▶ Problem statement
Duplicate the passage of the forum thread on sailboat charters that opens with the words "My wife and" and closes with "period of time!", keeping every word and mark unchanged.

---------- Text segment

I'm surprised you don't charter with Horizon. They have a 54ds that looks a like like your signature and have a 57' in case you get foot-itis.


----------



## Minnewaska

FarCry said:


> I'm surprised you don't charter with Horizon. They have a 54ds that looks a like like your signature and have a 57' in case you get foot-itis.


Seems you misread, I wrote that I have chartered with Horizon. First time this past winter. I did see the 54DS there, but chartered a Bavaria 36. If we get another couple next time, we'll definitely get the 54DS. Its nice to know it cold. However, its not equipped quite as well and things like the winches are smaller. Charters!

The real irony is the 54DS in the Horizon fleet spends winters in BVI and summers right here in Narragansett Bay. I see it around all summer.


----------



## tonyg

We just got back from a SunSail Charter out of Tortola. Like you we were qualified but felt inexperienced so we signed up for the Flotilla and found the flotilla fee money well spent. Actually we really lucked out as a very experienced sailor joined us at the last minute.
Pros:
- The ferry from St Thomas was rerouted to West End and the ferry company said they would pay for taxis to Road Town but didn't organize the taxis. SunSail reps were already onto the problem and were waiting for us with a bus, then helped organize the other passengers get to RoadTown.
- As this was our first charter we were less concerned about saving money on details but found the boat well provisioned. Initially we order food for 2 but then added our extra passenger. In fact we ended up with a lot of food as it seems to come in packs of 2 so we got food for 4 which was too much.
- We had 2 mechanical incidents, one we didn't know about but the staff smelt a problem when he came aboard at the end of one day, the other was self inflicted. One was fixed in minutes with spares they carried, the other just required resetting the electrics.
- As mentioned above, its worth time working on picking up the moorings and communicating with the crew.
Cons
None really

All in all a great experience we are planning the next trip now.


----------



## nodders

My wife and I chaterred a 34 ft sloop from Conch this past February. It was our first time to the BVI's and first time charterring. I have my basic keelboating certification and have owned a 28 ft sloop for 3 years. We were a bit uncertain about our capabilities on a new boat in a new geographic area. that uncertaintly dissapated within about 5 minutes after leaving roadtown. We had a GREAT time and had no issues whatsoever. Infact, we found the sailing in the BVIs much easier than sailing on Lake Ontario. We did tend to use mooring balls as i felt more secure on them but did anchor a few times. It was a great vacation and my only regret is that we didn't book the boat for a longer period of time!


----------



## FarCry

Minnewaska said:


> Seems you misread, I wrote that I have chartered with Horizon. First time this past winter. I did see the 54DS there, but chartered a Bavaria 36. If we get another couple next time, we'll definitely get the 54DS. Its nice to know it cold. However, its not equipped quite as well and things like the winches are smaller. Charters!

--------------------
---------- Dataset section

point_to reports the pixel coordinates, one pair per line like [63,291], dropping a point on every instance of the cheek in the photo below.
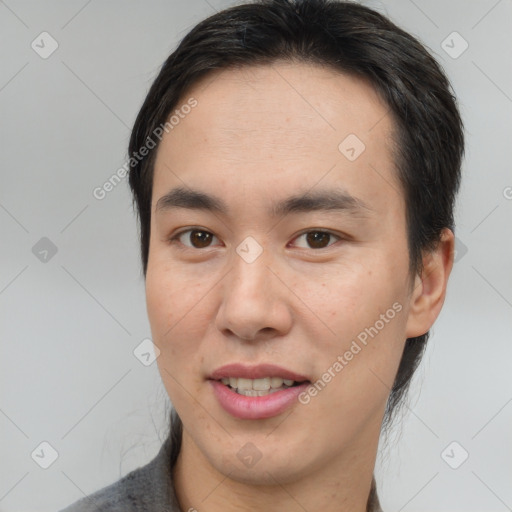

--------------------

▶ Written answer
My wife and I chaterred a 34 ft sloop from Conch this past February. It was our first time to the BVI's and first time charterring. I have my basic keelboating certification and have owned a 28 ft sloop for 3 years. We were a bit uncertain about our capabilities on a new boat in a new geographic area. that uncertaintly dissapated within about 5 minutes after leaving roadtown. We had a GREAT time and had no issues whatsoever. Infact, we found the sailing in the BVIs much easier than sailing on Lake Ontario. We did tend to use mooring balls as i felt more secure on them but did anchor a few times. It was a great vacation and my only regret is that we didn't book the boat for a longer period of time!